**Opdracht:** Zet de tekst over Joden in de Bijbel voort, te beginnen na de laatste zin die hieronder staat.

**Bron:**

Bijbel van A tot Z ~ J van Joden
Er zijn in de Joodse Bijbel 3 parallelle aanduidingen voor mensen die behoren tot het volk van God: Hebreeën, Israëlieten en Joden.
Hebreeën, volk van de aartsvaders
Het woord Hebreeën wordt het minst vaak gebruikt. In het boek Exodus heet God ‘de God van de Hebreeën’. Het gaat in die context vooral over de ondergeschikte en onvrije situatie waarin de afstammelingen van Abraham moeten leven.
De profeten gebruiken de term Hebreeën niet. We zien hem weer opduiken in het tweede boek Makkabeeën (11,13; 15,37) en dan vooral in het Nieuwe Testament. Daar is de aanduiding een soort eretitel geworden, weliswaar een oud (en archaïsch) woord, maar het roept oorspronkelijkheid op. Zie bijvoorbeeld Filippenzen 3,5, waar Paulus over zichzelf het volgende zegt:
Ik werd besneden toen ik acht dagen oud was en behoor tot het volk van Israël, tot de stam Benjamin, ik ben een geboren Hebreeër met de wetsopvatting van een farizeeër.

**Aangeleverde rijen:**
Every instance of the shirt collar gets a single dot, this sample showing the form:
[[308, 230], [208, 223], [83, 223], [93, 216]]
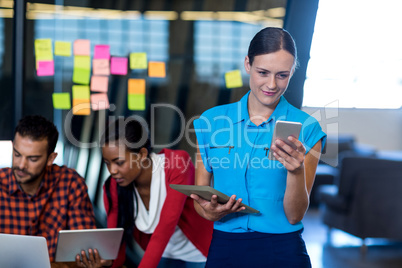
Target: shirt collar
[[279, 113]]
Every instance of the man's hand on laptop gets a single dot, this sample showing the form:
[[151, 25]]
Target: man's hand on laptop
[[93, 260]]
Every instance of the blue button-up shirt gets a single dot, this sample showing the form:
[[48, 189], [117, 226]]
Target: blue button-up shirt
[[235, 150]]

**Het resultaat:**
In het boek Handelingen duidt de term (6,1) op mensen die in het toenmalige Joodse land wonen en die Hebreeuws spreken (bedoeld is hier Aramees). Er bestaat een brief aan de Hebreeën, en ook hier lijkt het te gaan om een eretitel, een aanduiding voor mensen die fier zijn dat ze tot het volk van de aartsvaders, Mozes en de profeten behoren.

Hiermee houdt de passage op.